● Aim: Please gather every line in the material below that contains the word "white", and list them in the order they appear.

● Records for the exercise:
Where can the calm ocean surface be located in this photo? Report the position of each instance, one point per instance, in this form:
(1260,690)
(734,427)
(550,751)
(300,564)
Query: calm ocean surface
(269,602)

...

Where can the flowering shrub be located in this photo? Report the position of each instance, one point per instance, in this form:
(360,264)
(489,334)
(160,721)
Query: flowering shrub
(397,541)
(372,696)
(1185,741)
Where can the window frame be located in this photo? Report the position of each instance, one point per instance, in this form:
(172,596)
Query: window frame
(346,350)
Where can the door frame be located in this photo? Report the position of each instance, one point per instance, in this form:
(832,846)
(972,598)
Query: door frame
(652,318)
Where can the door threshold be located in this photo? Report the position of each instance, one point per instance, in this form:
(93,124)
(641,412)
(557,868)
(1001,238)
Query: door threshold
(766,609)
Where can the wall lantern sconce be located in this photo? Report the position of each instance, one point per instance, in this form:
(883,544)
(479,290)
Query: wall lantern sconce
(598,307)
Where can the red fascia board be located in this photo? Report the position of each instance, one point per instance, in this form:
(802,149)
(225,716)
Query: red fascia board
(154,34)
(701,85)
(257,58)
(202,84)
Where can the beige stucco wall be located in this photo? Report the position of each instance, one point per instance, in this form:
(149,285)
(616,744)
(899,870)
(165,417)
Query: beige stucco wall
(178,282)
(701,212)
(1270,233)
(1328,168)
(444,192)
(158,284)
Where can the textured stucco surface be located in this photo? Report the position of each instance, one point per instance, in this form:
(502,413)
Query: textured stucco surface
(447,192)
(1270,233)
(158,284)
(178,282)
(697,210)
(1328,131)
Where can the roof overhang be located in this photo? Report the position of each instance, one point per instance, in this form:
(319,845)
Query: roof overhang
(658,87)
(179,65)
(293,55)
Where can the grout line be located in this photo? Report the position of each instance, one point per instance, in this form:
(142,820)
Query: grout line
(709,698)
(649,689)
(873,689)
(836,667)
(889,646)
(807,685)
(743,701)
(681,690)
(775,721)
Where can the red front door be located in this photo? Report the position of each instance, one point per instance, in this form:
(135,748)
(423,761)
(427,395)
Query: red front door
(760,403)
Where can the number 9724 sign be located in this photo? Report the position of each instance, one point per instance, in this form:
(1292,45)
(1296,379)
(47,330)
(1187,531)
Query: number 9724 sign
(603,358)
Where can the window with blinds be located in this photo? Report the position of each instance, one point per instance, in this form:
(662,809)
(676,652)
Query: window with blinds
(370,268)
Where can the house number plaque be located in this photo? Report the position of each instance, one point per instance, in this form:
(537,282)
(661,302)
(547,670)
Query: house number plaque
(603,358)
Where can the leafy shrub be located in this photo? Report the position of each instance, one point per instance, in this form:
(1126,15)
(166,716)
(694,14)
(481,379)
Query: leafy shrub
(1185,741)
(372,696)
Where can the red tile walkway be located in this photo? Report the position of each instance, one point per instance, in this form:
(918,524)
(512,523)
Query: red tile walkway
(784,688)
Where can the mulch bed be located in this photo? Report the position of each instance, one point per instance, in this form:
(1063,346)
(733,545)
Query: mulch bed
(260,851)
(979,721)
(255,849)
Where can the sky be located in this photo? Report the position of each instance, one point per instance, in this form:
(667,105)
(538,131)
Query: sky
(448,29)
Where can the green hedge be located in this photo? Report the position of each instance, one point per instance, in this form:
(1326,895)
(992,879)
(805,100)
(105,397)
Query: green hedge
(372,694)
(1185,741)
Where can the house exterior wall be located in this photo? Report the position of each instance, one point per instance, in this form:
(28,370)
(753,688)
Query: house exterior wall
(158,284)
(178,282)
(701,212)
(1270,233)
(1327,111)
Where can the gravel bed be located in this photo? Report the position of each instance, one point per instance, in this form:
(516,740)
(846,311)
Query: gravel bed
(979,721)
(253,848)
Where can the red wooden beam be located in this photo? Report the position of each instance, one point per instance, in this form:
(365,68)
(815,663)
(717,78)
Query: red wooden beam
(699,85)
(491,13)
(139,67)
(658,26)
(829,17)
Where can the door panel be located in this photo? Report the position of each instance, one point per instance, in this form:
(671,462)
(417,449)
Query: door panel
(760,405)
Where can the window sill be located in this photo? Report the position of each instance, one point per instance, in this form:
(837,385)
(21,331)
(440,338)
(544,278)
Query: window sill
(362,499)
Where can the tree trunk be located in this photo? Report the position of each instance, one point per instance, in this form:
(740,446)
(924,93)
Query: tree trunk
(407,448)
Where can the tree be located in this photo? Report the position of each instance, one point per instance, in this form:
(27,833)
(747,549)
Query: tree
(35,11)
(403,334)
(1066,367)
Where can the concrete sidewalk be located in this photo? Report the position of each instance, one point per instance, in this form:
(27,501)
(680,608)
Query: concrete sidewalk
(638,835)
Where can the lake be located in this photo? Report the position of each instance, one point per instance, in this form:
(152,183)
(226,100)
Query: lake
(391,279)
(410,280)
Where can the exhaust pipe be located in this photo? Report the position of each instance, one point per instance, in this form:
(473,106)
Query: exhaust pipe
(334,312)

==

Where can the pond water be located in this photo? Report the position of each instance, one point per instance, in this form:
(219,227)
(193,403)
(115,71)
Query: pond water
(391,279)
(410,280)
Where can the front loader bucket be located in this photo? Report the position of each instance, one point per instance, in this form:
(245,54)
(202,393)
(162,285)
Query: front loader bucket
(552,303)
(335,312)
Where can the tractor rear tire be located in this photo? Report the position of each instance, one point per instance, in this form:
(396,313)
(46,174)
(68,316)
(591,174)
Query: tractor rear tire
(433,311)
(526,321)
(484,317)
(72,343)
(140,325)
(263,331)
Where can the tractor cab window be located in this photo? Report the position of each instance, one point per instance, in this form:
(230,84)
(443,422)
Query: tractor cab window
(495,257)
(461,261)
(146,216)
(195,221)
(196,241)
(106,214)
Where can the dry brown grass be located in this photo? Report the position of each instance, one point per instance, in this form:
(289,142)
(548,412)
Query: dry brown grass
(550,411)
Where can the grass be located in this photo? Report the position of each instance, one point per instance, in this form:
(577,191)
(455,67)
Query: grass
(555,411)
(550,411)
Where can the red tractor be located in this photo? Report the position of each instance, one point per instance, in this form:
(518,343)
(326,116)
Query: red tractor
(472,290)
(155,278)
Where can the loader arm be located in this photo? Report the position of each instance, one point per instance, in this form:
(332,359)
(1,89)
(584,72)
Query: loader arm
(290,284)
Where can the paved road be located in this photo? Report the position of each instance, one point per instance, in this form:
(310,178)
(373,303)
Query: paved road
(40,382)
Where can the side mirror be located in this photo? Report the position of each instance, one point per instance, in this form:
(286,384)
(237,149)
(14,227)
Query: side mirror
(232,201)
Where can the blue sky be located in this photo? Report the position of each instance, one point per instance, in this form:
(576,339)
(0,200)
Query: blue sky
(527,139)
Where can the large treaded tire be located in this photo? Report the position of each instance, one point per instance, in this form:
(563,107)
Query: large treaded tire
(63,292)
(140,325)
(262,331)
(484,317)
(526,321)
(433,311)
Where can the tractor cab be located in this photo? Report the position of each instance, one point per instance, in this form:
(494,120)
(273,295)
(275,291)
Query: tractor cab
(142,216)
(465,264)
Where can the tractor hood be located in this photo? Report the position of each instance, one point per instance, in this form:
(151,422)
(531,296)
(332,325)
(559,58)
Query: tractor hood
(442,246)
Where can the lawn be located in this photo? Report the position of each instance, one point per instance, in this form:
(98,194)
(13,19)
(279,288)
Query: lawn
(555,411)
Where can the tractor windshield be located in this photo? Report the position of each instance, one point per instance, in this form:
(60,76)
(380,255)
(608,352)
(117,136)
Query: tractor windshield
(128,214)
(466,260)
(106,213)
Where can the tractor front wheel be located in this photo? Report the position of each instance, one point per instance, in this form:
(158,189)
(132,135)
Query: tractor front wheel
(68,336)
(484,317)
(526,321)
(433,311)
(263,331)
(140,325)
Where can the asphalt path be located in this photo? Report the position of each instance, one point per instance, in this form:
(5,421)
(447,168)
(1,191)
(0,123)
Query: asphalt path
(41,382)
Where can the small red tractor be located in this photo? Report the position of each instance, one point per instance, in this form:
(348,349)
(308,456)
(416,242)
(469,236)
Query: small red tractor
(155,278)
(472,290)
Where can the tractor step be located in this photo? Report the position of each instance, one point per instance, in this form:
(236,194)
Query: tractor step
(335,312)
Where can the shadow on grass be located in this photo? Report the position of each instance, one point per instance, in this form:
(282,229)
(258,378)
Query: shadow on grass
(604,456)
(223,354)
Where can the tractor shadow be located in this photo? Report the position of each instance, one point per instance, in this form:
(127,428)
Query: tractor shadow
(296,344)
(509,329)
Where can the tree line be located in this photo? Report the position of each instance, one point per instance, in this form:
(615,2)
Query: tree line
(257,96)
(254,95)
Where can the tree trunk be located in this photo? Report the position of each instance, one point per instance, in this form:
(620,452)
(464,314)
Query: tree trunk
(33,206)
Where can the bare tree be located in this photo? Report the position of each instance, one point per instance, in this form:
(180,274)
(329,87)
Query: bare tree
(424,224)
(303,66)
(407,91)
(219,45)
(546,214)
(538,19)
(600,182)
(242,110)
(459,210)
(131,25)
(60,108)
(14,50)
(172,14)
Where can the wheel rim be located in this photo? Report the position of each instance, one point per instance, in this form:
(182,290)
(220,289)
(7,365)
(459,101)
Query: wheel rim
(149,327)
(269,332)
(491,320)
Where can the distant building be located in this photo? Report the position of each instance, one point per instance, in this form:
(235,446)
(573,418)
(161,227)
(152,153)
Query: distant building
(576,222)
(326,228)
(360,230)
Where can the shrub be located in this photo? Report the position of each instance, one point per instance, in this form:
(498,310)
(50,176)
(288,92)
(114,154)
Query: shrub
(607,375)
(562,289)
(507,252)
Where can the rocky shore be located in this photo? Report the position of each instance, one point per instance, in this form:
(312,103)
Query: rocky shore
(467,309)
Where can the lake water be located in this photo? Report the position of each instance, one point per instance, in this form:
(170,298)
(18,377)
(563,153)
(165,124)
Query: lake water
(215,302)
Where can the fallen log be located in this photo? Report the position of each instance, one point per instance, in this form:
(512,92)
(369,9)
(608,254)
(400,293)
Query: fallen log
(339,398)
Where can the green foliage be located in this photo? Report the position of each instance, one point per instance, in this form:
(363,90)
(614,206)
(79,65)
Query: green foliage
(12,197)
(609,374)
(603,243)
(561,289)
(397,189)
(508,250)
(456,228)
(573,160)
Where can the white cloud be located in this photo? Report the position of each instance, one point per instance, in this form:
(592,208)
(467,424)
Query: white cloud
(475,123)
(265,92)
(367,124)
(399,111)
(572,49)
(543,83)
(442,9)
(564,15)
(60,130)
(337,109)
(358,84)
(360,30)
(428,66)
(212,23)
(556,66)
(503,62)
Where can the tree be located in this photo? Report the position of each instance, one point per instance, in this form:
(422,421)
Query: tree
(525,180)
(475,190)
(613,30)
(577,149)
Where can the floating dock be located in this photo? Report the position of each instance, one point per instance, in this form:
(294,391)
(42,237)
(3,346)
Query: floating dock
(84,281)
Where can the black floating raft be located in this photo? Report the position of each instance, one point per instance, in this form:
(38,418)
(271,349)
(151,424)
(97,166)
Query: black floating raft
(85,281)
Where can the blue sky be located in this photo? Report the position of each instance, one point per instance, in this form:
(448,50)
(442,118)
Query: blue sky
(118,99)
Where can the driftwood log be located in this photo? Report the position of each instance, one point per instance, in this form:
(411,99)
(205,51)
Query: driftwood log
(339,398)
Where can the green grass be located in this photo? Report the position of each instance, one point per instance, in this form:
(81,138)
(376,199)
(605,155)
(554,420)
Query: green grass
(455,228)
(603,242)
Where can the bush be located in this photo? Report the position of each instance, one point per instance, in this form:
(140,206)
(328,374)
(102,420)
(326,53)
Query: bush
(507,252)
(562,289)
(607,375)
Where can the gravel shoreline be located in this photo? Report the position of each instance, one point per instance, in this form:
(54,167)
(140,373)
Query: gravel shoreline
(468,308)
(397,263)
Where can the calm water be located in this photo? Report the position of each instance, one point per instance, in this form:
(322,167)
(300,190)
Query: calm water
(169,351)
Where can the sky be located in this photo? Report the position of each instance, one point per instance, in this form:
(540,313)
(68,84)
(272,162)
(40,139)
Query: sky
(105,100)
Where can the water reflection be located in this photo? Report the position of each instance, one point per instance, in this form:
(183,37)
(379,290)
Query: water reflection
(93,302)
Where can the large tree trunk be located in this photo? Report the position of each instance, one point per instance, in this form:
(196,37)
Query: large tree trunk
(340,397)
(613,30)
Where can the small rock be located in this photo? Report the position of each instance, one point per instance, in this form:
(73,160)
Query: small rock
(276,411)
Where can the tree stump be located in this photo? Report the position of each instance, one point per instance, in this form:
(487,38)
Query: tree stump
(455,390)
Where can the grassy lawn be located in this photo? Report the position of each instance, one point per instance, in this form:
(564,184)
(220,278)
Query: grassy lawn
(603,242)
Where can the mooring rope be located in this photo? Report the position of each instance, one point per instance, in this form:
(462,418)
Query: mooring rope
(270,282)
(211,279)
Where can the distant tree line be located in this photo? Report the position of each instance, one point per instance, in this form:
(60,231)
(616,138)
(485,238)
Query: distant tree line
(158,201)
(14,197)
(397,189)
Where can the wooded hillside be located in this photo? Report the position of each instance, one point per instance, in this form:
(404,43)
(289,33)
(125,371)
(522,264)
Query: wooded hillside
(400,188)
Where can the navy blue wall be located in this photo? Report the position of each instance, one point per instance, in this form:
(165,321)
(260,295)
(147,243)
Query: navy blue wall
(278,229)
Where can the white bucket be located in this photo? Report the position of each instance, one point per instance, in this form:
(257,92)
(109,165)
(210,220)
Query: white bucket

● Exercise answer:
Where can the white cloud be located in this photo? Report the position of each instance, one point per instance, in this form:
Query: white cloud
Where can the white bucket be located in this photo? Report the position of each instance, one point per instance, in this form:
Query: white bucket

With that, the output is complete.